Sua tarefa: Repita, sem nenhuma alteração, a parte do trecho fornecido que vai de "O governador Rui" até "Nina Rodrigues (IMLNR).".

Trecho fornecido:
══════
O governador Rui Costa prometeu cobrar empenho da polícia para identificar os criminosos, mas ninguém foi preso ainda. O secretário de Segurança Pública, Maurício Barbosa, até o momento não se pronunciou sobre o caso. Já a SSP informou apenas que as investigações estão em curso.

Mas há algo muito mais misterioso nesse caso. Quem era o bebê que aparentava ter pouco mais de um ano e meio e também acabou morto? “Eu não vi o bebê. Na hora perguntaram se ele era meu”. Até agora, ninguém apareceu para reivindicar o corpo no Instituto Médico Legal Nina Rodrigues (IMLNR).
══════
Material extraído:
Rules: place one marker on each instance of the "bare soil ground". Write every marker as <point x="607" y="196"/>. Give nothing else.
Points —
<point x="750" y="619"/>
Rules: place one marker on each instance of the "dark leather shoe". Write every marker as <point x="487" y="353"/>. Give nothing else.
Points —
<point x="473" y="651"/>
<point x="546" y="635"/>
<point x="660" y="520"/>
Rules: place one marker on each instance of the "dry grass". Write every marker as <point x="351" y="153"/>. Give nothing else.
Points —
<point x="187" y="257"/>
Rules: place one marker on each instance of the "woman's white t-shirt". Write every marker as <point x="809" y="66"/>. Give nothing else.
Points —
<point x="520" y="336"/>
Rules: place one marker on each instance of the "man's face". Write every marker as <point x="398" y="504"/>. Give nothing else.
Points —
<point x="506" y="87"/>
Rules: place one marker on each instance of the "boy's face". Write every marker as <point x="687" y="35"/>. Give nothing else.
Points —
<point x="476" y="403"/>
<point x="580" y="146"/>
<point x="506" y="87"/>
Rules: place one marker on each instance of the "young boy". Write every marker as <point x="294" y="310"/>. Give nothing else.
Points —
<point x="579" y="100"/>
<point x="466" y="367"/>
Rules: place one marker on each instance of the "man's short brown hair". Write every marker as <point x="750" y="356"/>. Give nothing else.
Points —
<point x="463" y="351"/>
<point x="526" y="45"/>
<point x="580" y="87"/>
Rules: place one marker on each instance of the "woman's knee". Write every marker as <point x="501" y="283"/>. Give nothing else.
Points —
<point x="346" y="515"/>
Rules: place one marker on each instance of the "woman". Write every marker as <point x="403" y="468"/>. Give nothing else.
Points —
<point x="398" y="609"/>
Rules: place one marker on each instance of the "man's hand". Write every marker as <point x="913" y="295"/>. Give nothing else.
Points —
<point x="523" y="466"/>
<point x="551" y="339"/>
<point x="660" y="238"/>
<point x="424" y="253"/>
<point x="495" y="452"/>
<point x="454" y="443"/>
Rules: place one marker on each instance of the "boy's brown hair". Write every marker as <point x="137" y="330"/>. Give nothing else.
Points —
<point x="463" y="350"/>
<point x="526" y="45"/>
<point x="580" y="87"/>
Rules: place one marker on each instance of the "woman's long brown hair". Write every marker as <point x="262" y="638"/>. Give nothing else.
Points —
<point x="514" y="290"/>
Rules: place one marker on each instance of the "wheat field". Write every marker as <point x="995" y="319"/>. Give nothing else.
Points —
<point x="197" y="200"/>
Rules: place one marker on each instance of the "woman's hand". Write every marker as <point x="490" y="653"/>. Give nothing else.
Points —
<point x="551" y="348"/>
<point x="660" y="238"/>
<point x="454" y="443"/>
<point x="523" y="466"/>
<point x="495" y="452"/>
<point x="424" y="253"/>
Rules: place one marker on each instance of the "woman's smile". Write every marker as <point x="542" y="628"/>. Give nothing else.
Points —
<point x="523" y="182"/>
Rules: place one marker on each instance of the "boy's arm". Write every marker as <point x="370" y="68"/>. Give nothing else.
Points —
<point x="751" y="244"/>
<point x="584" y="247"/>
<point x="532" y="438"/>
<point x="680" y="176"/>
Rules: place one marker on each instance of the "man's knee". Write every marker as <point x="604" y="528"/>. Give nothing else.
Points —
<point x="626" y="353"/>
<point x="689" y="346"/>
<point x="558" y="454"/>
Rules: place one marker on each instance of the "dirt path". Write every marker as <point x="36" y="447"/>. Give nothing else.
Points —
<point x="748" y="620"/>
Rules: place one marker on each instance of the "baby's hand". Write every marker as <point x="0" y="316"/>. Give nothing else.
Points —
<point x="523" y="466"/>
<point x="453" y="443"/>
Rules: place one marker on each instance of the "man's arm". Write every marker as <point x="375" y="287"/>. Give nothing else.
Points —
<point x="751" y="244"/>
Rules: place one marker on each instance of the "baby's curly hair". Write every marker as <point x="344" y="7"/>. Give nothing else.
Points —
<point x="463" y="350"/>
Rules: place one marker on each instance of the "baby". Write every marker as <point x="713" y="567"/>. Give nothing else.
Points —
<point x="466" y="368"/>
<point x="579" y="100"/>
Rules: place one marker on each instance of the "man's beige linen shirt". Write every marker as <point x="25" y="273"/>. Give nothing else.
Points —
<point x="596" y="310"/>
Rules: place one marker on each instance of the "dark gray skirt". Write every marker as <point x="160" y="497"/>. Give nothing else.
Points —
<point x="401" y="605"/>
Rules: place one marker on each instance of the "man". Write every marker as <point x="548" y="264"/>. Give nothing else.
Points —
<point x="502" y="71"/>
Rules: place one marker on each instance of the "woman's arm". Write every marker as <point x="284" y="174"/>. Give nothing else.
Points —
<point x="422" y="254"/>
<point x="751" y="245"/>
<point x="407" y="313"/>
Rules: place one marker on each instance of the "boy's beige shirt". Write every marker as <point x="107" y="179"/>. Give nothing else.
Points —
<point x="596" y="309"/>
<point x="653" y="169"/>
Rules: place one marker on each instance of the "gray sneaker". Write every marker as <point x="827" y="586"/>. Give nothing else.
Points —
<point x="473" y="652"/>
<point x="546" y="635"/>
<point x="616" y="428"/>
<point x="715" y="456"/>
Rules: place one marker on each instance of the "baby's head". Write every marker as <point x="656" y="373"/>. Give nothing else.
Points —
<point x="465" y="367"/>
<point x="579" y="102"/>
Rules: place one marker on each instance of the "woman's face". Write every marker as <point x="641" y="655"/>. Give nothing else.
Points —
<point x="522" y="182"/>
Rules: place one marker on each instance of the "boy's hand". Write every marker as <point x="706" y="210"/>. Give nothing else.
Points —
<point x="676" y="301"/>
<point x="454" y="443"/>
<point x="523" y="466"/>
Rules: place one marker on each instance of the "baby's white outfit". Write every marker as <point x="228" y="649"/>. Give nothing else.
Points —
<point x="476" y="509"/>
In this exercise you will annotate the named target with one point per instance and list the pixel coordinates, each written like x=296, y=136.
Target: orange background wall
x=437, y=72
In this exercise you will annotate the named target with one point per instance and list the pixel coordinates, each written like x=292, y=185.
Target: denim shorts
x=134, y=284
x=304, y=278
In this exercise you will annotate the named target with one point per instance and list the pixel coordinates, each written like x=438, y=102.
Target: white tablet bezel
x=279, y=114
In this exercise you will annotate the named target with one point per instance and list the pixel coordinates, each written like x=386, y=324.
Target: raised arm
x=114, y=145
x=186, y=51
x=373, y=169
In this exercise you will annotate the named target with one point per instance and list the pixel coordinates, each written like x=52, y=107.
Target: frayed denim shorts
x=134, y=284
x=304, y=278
══════
Resposta abaixo:
O governador Rui Costa prometeu cobrar empenho da polícia para identificar os criminosos, mas ninguém foi preso ainda. O secretário de Segurança Pública, Maurício Barbosa, até o momento não se pronunciou sobre o caso. Já a SSP informou apenas que as investigações estão em curso.

Mas há algo muito mais misterioso nesse caso. Quem era o bebê que aparentava ter pouco mais de um ano e meio e também acabou morto? “Eu não vi o bebê. Na hora perguntaram se ele era meu”. Até agora, ninguém apareceu para reivindicar o corpo no Instituto Médico Legal Nina Rodrigues (IMLNR).